#### [GIVEN PROBLEM]
Find the line containing "Audit check: the wooden railing". Retype it and every line after it through the end of the entries, exactly as written, with nothing added.

#### [ENTRIES PROVIDED]

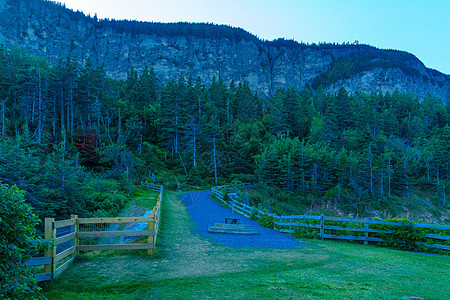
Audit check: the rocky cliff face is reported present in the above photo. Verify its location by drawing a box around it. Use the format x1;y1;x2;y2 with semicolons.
0;0;450;101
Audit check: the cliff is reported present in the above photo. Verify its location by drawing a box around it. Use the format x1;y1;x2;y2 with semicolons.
0;0;450;101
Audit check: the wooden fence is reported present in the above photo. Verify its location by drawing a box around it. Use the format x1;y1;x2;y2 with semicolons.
26;185;163;281
212;186;450;251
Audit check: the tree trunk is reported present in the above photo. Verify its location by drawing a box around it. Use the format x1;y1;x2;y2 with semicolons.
213;137;217;185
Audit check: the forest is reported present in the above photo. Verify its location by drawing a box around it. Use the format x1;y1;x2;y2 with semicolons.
0;46;450;225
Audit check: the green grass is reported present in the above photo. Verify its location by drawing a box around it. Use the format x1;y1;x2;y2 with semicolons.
44;193;450;299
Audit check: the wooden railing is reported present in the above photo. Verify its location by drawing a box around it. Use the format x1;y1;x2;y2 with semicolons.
26;185;164;281
211;186;450;251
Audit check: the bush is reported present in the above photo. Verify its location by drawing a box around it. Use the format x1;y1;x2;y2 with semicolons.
258;213;275;229
0;183;39;299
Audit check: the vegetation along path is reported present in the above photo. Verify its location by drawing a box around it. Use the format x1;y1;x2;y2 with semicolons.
45;192;450;299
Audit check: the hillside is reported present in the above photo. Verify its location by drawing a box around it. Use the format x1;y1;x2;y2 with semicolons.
0;0;450;101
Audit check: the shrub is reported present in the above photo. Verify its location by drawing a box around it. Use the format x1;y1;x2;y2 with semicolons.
0;183;39;299
258;213;275;229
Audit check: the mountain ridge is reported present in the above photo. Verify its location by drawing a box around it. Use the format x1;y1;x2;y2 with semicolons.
0;0;450;101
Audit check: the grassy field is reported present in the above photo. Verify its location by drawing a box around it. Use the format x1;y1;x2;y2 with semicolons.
44;192;450;299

#### [SOLVED EXERCISE]
Audit check: the wooden railing is reported present in the above photo. Verify its location by drawing a box around it. Use the format x1;y1;x2;y2 with semicolons.
26;185;164;281
211;186;450;251
Audit check: the bush is reported present in the above photo. Verify its location by drawing a box around it. Use the format x1;y1;x2;y2 with semicolons.
258;213;275;229
0;183;39;299
Audit check: the vegetation along path is reported present in the above photo. Verify its location by drawing a box around it. Use the format x1;y1;x2;y2 with semicolons.
45;192;450;299
Audit check: the hillside is reported present in the above photo. Verify its location by drawing a box around it. Use the format x1;y1;x2;y2 with semicolons.
0;0;450;101
Audit check: the shrub is reported present in the above photo. Verify its location by drawing a box around it. Use the format x1;y1;x2;y2 with semicolons.
0;183;39;299
258;213;275;229
Audit check: the mountain ridge is reported present in the above photo. Verify its location by drawing a box around it. Use the format x1;y1;x2;y2 with semicolons.
0;0;450;101
Audit check: the grassy field is reported present in the above photo. Verify its location by drawing a box around it. Use the format x1;y1;x2;y2 with semicolons.
44;192;450;299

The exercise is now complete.